Detection examples

· · ·

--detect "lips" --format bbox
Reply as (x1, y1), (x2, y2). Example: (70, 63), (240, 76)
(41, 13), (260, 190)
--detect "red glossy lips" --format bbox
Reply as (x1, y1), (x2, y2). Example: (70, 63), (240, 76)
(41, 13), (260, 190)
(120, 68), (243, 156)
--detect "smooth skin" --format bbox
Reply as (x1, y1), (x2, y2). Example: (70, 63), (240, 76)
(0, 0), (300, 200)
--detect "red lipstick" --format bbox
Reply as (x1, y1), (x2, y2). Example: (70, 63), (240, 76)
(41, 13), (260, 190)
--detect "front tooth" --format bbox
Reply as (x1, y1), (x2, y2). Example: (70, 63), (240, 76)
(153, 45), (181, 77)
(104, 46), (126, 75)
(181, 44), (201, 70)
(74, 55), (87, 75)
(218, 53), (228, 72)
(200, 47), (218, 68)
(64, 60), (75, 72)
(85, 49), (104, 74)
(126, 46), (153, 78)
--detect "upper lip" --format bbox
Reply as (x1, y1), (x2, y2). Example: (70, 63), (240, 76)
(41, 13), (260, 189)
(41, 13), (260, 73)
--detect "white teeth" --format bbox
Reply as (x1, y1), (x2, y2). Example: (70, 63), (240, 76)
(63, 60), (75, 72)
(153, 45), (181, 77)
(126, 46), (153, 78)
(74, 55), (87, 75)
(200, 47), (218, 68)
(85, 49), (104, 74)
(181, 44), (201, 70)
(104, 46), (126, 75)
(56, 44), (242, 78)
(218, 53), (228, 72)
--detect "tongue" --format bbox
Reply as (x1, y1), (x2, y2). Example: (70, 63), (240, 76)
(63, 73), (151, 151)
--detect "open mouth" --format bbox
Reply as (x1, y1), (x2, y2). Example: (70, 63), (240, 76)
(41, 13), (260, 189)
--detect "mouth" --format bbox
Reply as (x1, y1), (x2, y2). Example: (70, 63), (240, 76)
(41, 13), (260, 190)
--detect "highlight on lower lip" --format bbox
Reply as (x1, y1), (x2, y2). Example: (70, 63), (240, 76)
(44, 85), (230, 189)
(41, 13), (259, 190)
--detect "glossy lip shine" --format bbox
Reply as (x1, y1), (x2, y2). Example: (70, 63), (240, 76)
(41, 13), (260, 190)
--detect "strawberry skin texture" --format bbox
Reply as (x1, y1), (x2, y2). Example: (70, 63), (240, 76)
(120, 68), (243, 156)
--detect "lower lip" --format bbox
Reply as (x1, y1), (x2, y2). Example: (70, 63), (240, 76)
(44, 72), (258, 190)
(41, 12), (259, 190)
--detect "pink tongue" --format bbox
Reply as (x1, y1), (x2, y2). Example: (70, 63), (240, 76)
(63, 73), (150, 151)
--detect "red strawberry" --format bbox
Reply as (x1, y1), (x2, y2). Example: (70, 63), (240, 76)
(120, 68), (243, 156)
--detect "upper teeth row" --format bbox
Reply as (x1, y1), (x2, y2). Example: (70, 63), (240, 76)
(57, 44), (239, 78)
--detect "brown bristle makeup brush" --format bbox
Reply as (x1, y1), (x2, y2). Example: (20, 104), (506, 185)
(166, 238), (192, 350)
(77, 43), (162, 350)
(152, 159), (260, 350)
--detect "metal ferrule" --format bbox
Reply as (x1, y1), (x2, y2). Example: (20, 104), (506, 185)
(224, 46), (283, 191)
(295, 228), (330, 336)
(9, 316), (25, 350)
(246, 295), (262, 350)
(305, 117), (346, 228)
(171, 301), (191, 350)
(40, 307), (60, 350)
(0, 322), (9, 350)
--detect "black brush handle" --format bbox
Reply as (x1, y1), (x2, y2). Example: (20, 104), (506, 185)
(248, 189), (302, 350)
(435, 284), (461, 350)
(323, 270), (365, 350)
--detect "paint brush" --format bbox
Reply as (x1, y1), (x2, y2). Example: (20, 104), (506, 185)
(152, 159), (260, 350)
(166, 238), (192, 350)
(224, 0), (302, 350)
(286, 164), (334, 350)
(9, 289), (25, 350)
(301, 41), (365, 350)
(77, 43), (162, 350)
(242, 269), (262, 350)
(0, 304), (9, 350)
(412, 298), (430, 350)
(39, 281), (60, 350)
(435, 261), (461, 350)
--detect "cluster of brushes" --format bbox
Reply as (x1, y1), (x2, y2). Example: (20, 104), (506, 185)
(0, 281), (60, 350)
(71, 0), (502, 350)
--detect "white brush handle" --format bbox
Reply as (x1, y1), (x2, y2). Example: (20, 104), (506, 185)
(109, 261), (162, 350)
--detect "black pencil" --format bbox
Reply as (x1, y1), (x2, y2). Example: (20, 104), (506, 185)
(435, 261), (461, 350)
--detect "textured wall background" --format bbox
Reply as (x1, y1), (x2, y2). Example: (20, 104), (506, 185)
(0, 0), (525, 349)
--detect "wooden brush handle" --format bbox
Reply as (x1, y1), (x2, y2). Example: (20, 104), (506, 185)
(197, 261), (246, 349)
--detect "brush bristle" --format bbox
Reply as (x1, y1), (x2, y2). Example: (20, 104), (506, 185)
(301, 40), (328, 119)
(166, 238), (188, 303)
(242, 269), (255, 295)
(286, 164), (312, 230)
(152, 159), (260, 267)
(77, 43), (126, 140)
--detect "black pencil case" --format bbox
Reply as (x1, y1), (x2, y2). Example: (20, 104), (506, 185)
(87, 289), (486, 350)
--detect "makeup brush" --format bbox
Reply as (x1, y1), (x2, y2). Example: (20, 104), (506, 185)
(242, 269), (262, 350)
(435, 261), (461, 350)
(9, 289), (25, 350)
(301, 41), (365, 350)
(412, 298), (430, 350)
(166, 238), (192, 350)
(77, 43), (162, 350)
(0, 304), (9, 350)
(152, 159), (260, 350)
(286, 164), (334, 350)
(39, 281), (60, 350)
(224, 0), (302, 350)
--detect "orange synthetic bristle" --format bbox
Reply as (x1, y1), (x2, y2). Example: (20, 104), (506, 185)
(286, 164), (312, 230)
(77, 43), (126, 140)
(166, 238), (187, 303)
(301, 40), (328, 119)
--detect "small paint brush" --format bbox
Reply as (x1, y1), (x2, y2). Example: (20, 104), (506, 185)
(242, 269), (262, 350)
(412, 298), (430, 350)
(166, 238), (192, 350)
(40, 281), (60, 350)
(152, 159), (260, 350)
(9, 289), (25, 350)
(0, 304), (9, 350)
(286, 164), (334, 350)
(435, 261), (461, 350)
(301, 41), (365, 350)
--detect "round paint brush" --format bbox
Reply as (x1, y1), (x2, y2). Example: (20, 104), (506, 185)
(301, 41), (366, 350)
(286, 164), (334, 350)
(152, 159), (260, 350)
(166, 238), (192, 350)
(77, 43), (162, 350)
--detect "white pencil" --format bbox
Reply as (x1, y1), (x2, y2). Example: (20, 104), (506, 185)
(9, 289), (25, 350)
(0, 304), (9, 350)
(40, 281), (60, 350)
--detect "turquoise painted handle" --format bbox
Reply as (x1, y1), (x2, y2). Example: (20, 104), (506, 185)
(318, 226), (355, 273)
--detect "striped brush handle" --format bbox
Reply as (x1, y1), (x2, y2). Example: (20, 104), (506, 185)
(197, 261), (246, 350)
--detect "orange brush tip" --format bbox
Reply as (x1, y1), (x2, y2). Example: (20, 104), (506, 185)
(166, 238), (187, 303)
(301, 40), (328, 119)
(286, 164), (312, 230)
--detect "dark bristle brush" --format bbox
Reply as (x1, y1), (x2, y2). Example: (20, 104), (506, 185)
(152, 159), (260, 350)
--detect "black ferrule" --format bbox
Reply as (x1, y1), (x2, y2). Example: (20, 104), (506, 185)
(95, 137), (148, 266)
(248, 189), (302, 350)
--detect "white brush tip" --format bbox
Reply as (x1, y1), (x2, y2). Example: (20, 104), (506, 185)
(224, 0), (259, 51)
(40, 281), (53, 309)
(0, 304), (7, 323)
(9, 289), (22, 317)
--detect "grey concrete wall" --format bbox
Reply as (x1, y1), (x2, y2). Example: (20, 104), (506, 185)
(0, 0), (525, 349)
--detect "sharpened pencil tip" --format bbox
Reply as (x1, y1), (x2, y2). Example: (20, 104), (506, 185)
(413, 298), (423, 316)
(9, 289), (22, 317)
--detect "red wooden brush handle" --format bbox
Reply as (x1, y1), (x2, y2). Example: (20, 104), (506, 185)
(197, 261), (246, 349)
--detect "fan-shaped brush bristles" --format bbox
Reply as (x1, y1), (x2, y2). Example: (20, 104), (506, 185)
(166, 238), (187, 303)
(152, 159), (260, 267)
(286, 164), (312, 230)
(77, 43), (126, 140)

· · ·

◆ JOB
Return every line of the rows above that contains the string "lower".

◆ SOLVED EXERCISE
--detect "highlight on lower lip" --format bbox
--detect "lower lip" --format bbox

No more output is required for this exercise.